WHAT YOU WILL DO. The required answer is an exact copy of every line from the beginning of the entries through the line with "Can you find the turtle tail", with all pictures omitted.
DATA SUPPLIED START
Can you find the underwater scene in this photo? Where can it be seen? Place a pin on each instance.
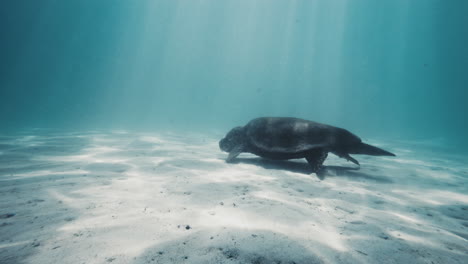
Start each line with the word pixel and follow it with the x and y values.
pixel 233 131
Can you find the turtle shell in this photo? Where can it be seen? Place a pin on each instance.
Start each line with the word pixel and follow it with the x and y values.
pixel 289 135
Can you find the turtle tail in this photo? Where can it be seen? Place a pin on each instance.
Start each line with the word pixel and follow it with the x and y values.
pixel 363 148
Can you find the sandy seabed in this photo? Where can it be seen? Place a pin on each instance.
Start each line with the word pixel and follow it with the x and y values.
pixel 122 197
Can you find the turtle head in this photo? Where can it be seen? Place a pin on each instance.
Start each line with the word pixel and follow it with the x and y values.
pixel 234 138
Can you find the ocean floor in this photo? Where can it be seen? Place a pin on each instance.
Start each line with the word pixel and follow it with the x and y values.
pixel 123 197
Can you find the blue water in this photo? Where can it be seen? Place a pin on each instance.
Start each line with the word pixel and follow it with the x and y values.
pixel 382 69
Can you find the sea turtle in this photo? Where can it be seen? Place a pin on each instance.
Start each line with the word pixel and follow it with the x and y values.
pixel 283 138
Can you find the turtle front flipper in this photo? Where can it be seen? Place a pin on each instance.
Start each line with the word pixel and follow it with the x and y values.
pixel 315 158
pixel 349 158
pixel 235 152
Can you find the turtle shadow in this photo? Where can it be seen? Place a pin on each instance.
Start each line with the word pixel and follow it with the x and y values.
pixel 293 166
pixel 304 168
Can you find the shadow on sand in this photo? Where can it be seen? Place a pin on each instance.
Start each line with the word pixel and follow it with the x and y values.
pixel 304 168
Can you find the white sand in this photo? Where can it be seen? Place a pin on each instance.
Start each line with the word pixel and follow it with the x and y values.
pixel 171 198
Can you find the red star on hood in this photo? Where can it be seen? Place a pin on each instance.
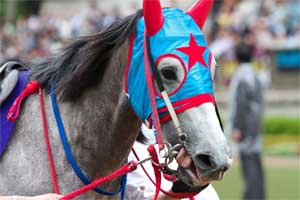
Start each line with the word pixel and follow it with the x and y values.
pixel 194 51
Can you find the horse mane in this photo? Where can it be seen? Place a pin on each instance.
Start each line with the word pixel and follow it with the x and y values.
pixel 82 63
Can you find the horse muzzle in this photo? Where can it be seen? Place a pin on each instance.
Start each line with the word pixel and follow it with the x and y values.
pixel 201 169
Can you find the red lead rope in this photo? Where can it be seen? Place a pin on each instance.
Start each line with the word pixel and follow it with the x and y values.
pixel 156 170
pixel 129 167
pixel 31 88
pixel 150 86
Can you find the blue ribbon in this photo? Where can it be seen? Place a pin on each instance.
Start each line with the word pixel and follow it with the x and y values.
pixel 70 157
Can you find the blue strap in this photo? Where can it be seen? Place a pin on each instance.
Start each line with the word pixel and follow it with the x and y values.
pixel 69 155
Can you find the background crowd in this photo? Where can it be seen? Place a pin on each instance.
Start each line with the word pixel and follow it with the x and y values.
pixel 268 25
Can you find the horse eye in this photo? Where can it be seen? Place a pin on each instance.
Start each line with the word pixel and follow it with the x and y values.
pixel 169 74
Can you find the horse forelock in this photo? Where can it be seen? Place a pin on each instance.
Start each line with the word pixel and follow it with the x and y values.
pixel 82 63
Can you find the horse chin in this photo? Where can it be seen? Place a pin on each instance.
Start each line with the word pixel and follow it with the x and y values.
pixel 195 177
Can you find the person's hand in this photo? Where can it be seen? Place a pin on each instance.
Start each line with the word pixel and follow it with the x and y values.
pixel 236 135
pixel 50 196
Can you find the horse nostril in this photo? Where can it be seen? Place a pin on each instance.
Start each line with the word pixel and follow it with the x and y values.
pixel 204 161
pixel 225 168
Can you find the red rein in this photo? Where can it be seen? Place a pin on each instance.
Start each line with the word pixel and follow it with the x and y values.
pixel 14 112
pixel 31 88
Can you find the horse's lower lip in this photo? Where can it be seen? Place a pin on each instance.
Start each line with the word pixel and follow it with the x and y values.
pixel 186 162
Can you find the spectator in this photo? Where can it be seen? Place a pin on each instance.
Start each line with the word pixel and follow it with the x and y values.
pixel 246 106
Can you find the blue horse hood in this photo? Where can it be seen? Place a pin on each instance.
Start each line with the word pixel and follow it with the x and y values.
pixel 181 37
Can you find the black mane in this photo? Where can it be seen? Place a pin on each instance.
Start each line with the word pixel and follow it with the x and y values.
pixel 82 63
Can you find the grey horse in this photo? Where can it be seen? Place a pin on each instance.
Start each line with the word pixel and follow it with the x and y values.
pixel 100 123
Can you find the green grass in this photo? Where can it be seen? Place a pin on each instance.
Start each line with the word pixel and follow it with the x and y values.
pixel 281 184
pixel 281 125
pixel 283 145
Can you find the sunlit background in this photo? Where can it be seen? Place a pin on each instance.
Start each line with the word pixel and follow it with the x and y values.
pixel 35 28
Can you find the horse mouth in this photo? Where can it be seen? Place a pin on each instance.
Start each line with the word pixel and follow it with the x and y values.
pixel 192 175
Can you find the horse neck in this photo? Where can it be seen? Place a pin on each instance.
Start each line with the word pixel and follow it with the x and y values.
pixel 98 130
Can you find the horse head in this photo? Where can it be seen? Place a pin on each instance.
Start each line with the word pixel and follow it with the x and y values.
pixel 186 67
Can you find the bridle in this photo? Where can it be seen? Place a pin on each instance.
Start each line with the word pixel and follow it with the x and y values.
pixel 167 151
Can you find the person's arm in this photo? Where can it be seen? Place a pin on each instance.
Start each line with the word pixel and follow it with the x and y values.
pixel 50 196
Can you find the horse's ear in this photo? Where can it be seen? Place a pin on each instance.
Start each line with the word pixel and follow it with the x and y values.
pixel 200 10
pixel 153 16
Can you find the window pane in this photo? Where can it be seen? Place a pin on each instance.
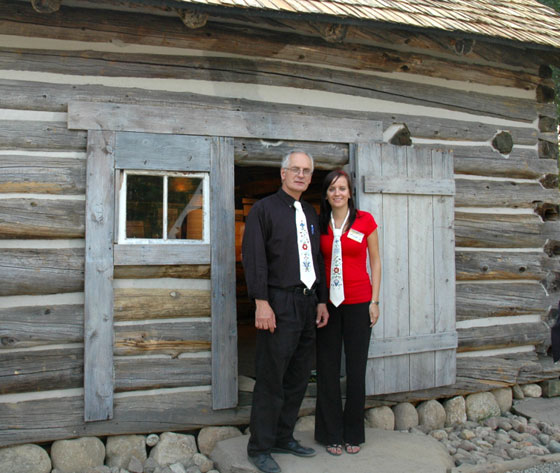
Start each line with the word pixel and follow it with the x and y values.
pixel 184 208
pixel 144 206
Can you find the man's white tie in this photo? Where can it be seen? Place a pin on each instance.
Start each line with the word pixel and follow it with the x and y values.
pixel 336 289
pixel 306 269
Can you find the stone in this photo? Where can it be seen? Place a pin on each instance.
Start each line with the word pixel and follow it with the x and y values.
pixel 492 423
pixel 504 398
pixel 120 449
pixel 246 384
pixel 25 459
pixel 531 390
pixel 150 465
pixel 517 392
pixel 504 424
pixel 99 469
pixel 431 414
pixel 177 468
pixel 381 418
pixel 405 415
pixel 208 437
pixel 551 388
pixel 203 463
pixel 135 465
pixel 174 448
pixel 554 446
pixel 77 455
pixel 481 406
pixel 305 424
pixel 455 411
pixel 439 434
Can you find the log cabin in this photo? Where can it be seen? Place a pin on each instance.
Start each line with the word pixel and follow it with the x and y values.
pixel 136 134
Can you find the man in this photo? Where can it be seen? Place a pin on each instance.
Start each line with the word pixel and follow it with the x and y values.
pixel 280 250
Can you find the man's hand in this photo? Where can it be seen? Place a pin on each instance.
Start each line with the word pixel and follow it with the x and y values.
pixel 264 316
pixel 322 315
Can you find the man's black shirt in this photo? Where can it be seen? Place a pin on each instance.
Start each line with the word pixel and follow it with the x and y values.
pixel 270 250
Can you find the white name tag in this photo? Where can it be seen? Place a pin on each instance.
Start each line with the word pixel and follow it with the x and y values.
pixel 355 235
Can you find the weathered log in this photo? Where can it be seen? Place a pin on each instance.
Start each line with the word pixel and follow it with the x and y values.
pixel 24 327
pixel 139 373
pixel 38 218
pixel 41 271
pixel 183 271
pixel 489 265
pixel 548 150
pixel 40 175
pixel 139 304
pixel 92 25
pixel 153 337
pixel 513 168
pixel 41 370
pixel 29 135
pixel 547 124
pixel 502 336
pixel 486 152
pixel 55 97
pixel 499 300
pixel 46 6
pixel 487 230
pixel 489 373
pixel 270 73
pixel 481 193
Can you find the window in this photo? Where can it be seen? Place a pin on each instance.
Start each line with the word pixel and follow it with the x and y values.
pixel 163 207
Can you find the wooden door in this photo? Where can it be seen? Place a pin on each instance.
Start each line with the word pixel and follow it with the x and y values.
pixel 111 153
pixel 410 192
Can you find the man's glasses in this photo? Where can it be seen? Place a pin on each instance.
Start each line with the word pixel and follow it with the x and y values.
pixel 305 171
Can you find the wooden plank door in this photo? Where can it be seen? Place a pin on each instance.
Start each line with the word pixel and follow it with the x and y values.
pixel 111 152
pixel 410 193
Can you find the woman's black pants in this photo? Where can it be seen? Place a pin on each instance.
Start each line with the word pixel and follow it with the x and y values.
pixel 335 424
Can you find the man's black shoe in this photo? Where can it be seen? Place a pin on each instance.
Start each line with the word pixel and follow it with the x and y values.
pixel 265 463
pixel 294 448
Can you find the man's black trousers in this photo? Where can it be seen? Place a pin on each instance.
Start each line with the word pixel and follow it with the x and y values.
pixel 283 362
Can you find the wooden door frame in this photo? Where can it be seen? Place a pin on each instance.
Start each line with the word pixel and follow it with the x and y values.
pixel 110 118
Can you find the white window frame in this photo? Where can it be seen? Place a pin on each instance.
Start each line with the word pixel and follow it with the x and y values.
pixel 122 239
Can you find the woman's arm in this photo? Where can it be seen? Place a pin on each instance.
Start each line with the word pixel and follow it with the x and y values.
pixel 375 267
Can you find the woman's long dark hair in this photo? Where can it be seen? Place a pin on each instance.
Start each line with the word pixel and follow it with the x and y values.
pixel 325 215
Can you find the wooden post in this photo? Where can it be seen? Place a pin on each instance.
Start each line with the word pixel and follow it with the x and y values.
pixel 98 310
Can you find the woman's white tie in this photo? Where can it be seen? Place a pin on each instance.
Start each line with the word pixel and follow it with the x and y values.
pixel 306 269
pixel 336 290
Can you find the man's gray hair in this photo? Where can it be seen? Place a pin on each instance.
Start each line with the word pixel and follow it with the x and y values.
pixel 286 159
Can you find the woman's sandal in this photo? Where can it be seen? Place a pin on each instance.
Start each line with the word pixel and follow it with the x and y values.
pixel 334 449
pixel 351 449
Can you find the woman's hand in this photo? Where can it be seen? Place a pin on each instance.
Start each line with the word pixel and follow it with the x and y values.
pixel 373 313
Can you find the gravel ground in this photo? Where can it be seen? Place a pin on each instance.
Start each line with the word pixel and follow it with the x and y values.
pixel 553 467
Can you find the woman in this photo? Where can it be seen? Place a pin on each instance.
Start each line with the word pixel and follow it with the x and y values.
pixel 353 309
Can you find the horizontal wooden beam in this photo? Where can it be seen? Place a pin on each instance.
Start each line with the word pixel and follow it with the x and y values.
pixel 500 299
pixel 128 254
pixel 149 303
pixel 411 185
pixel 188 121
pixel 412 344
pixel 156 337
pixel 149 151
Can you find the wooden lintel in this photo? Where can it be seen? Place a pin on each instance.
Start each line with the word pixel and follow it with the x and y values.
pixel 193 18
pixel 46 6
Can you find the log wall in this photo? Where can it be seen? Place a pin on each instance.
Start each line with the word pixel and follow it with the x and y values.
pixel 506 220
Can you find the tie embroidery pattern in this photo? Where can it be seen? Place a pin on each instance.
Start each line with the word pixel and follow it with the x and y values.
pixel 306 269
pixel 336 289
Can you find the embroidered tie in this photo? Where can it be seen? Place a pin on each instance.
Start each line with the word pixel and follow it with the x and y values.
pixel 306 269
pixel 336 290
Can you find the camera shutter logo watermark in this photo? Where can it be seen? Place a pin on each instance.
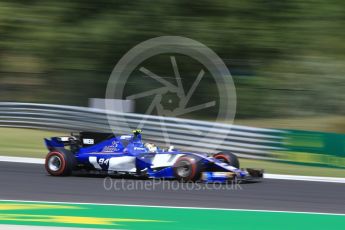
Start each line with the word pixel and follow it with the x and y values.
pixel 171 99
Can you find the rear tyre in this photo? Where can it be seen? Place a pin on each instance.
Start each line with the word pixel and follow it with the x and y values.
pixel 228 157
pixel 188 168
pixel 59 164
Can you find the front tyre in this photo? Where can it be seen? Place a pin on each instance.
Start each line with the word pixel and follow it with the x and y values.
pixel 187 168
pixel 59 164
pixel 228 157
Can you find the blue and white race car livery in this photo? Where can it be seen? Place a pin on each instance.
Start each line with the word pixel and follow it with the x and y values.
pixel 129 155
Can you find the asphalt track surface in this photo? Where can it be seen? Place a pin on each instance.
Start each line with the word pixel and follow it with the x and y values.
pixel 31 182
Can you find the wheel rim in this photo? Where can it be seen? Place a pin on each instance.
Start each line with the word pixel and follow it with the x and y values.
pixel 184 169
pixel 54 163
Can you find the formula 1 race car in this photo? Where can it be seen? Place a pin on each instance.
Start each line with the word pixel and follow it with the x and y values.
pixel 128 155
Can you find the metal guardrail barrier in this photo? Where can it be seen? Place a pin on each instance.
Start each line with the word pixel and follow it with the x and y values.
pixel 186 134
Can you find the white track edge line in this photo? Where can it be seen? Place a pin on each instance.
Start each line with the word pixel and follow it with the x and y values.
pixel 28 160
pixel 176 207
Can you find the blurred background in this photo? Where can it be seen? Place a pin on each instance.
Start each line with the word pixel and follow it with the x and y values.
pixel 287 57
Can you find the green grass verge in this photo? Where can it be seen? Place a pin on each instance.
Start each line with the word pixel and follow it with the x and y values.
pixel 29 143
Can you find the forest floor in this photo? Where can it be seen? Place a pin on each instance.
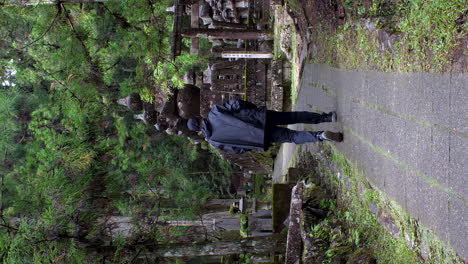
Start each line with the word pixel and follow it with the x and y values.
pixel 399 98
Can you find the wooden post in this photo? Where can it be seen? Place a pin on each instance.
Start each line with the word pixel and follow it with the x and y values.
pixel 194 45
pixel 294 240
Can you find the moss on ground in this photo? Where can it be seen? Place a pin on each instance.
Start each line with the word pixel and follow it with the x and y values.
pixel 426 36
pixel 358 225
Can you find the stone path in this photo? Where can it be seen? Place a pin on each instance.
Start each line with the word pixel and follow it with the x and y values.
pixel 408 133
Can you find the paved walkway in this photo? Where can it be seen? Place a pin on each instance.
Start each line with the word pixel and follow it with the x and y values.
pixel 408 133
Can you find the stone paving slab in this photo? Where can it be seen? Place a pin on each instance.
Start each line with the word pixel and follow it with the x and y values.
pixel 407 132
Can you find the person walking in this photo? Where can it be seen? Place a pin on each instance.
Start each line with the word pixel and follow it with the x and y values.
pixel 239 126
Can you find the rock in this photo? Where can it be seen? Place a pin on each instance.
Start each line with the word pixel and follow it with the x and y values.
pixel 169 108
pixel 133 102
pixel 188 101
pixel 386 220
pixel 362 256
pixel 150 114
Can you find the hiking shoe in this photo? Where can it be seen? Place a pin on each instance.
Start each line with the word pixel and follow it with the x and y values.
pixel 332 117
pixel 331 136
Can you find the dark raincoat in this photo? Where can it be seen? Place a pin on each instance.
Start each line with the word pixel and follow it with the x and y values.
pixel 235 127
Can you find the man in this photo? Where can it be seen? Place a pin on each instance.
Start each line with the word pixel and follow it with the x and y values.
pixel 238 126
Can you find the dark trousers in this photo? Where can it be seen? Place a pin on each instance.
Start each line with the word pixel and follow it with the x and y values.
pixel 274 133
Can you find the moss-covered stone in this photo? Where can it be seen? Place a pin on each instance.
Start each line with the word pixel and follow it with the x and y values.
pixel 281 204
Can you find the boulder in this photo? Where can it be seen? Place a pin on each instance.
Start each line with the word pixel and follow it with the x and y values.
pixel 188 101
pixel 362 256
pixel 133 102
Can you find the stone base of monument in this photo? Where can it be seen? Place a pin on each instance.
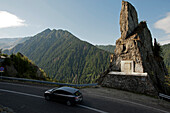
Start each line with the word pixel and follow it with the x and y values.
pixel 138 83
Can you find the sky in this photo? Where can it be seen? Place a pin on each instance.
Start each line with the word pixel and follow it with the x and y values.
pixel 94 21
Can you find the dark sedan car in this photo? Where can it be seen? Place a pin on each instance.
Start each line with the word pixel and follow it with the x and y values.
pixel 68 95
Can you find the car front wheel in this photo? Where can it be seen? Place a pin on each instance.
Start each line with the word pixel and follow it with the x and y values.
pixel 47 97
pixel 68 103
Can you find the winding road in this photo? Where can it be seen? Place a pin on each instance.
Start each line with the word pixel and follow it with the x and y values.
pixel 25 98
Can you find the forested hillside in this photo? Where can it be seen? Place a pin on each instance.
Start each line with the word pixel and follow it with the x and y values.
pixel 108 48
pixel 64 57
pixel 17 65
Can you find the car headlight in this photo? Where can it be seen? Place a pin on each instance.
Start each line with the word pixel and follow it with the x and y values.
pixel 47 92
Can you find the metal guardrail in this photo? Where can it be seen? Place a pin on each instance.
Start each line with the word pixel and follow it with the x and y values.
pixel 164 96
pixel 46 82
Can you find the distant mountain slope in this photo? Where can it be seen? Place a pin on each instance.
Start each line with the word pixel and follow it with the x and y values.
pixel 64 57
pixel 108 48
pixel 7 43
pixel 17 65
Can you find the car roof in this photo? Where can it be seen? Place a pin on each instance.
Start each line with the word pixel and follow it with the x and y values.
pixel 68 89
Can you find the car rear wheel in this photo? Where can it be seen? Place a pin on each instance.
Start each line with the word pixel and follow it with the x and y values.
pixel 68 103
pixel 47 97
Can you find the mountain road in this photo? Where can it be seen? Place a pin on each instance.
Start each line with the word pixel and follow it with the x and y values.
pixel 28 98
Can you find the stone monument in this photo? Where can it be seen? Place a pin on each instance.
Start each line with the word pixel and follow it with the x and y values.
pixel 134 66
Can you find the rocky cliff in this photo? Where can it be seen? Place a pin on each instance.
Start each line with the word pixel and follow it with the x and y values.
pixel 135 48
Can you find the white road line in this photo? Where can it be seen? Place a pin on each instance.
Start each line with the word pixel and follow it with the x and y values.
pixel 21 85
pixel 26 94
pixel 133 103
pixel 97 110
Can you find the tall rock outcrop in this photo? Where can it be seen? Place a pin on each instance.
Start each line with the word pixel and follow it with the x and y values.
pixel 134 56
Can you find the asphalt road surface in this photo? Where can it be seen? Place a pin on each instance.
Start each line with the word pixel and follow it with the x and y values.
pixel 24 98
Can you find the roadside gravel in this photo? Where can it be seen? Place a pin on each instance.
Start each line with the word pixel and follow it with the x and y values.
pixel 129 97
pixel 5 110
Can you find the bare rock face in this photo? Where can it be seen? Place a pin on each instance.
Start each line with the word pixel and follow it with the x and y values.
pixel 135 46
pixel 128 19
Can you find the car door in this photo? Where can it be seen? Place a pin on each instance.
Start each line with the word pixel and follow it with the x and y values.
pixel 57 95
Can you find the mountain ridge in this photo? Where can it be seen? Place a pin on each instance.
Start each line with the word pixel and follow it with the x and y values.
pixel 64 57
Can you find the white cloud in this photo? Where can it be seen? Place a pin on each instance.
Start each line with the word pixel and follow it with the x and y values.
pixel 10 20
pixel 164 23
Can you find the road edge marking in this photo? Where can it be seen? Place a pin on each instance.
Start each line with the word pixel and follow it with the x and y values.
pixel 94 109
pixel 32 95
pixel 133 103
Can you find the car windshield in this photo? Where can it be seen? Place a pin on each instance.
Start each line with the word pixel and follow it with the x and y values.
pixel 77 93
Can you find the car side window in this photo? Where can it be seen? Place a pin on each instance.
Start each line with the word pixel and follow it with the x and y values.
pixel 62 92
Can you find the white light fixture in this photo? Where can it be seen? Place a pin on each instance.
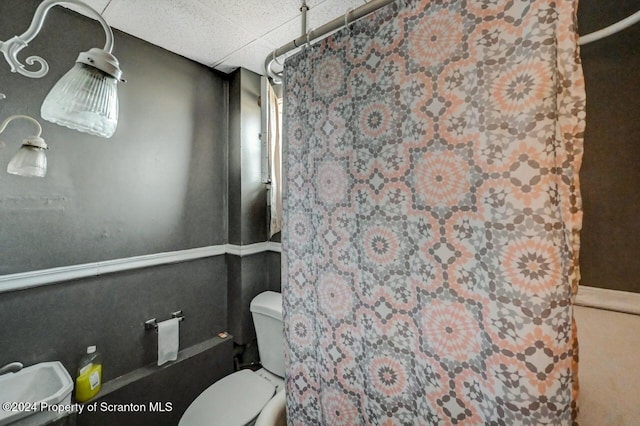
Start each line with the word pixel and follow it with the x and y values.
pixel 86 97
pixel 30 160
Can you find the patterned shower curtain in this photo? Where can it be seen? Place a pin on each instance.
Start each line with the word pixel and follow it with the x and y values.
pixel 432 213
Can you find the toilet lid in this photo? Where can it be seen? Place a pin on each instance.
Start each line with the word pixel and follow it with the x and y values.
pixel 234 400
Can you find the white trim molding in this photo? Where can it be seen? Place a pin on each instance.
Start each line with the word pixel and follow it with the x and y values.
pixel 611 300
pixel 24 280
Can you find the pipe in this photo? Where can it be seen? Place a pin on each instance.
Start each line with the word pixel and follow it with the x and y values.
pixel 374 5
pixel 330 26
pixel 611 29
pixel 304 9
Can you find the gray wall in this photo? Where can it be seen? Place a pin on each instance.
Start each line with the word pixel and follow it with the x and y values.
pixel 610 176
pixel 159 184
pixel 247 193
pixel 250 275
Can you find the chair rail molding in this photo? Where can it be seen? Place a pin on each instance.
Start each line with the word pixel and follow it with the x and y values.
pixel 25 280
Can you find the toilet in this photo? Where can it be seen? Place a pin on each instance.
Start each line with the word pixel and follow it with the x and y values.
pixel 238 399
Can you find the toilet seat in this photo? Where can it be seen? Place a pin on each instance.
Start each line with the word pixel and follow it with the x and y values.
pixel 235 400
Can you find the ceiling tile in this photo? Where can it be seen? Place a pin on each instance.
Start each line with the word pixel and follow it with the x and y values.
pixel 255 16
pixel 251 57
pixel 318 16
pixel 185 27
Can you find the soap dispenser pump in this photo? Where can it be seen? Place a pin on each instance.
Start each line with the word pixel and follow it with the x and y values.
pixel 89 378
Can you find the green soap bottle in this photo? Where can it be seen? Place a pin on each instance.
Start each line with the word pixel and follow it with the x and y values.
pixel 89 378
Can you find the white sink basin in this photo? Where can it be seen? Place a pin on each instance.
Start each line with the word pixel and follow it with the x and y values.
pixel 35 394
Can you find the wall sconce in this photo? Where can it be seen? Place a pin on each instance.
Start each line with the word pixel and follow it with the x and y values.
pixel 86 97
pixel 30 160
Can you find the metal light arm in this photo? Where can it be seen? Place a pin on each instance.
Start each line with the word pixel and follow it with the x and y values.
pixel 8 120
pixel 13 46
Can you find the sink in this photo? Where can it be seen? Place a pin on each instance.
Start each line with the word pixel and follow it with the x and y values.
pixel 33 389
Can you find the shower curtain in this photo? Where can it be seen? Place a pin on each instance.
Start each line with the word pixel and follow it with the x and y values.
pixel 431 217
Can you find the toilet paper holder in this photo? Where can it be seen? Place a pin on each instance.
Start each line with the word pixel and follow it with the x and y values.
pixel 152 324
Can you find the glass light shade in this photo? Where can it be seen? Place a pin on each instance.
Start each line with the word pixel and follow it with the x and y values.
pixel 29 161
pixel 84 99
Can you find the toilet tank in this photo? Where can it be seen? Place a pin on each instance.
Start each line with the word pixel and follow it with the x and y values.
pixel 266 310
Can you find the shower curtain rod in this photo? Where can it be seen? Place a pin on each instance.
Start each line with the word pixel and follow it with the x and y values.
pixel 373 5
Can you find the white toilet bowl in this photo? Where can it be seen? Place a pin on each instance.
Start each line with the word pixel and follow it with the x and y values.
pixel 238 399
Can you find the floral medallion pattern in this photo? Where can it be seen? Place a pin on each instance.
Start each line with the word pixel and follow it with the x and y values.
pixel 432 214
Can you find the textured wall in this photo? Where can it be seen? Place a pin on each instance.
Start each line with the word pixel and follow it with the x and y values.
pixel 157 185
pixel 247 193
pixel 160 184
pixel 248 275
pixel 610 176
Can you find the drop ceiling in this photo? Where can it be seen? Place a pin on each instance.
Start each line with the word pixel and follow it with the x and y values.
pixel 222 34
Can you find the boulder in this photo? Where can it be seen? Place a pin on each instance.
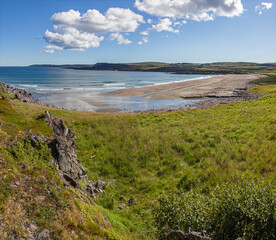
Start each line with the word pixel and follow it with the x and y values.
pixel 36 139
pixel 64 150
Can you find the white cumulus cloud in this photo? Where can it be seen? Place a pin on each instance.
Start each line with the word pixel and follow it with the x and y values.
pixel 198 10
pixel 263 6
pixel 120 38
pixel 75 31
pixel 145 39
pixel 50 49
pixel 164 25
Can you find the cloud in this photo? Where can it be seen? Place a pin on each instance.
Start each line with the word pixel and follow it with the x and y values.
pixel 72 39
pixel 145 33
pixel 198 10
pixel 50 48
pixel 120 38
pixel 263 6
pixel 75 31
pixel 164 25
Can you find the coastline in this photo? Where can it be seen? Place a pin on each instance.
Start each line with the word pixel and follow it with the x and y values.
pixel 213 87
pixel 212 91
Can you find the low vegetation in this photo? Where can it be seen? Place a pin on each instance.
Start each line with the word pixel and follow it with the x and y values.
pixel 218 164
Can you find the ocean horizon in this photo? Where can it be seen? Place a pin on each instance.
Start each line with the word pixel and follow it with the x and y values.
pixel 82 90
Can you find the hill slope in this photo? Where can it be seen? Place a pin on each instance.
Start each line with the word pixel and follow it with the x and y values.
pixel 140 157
DATA SUPPLIED END
RESPONSE TO THIS TASK.
Can you find the underwater scene in this photo? Where can it be seen? Place a pin on each instance.
Start each line with the word pixel and follow it with the x and y values.
pixel 233 131
Can you find the turtle shell in this photo? Where can it be seen? Place a pin on each instance.
Start each line with the word pixel and follow it with the x and y values.
pixel 289 135
Can you find the turtle tail in this photo? Where can it be seen? Place a pin on each instance.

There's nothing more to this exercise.